Written instruction: Locate each line in the entries below that contains the word "black" and copy those lines out in full.

Exercise material:

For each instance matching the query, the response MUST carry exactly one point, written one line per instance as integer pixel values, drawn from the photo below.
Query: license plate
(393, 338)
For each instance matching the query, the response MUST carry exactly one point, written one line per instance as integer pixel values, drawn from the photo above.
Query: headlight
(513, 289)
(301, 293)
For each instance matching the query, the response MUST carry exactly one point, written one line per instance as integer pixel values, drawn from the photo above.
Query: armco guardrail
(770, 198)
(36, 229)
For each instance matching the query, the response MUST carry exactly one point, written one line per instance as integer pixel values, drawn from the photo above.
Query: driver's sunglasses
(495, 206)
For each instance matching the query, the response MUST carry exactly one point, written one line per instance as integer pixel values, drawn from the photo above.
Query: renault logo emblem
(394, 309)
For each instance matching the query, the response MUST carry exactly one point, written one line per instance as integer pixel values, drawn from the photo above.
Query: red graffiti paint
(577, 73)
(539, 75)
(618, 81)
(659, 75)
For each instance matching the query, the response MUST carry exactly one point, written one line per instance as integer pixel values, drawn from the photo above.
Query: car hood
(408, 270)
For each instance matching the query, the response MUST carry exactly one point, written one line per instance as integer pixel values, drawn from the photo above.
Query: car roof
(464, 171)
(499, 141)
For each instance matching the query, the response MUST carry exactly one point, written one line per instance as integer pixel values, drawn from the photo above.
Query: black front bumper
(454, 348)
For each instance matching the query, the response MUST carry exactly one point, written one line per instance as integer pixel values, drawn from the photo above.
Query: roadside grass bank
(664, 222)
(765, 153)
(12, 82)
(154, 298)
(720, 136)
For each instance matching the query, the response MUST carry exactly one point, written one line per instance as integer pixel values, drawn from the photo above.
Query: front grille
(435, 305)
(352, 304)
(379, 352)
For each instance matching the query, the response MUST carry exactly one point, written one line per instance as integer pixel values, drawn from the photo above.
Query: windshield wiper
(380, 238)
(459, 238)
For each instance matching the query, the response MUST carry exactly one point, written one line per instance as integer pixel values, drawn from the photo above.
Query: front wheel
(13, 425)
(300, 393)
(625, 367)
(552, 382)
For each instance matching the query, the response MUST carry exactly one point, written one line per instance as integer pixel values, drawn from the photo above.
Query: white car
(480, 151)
* * *
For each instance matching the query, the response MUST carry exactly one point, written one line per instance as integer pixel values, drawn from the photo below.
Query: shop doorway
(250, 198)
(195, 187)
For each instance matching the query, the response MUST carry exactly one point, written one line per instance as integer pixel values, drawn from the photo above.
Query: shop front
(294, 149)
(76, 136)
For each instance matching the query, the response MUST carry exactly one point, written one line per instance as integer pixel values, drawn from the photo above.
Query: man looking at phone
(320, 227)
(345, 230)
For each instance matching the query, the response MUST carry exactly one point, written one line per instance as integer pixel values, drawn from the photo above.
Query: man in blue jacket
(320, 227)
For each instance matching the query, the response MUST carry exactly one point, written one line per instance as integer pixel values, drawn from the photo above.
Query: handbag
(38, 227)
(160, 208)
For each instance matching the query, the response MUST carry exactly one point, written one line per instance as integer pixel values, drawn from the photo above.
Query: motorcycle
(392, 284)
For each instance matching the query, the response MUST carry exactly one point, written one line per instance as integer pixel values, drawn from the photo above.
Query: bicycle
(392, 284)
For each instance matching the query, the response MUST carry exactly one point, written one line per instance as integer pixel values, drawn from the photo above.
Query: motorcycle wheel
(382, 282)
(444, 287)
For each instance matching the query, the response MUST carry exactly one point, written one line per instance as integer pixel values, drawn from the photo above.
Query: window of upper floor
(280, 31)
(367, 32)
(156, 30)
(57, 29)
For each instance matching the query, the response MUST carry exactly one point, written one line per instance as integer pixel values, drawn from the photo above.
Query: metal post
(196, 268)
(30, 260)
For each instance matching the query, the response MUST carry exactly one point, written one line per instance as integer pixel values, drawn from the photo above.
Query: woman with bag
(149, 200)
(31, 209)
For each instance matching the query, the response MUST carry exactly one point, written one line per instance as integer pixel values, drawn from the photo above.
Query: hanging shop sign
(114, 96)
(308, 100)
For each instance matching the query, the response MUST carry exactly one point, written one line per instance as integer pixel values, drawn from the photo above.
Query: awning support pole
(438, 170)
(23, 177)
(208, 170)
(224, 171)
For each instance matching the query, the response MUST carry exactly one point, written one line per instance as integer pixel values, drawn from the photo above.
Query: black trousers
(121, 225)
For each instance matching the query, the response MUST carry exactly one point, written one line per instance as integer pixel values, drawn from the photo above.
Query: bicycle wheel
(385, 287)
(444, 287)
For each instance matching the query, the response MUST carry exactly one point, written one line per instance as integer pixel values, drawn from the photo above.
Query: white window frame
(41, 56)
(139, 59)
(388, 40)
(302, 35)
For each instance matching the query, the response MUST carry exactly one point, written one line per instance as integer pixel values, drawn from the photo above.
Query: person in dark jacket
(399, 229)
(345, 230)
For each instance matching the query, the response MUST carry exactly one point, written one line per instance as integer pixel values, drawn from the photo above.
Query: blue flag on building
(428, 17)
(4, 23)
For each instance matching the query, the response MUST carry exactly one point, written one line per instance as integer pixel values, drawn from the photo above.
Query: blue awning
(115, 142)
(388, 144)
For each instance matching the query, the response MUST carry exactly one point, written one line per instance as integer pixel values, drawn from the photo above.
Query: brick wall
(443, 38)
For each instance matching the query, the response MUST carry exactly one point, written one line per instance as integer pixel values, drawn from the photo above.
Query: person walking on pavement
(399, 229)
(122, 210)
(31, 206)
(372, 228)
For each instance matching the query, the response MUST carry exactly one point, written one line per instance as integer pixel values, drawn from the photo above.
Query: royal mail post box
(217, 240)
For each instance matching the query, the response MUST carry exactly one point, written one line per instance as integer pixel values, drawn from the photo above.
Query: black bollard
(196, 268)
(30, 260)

Exercise answer:
Query: black front bumper
Query: black trousers
Query: black bollard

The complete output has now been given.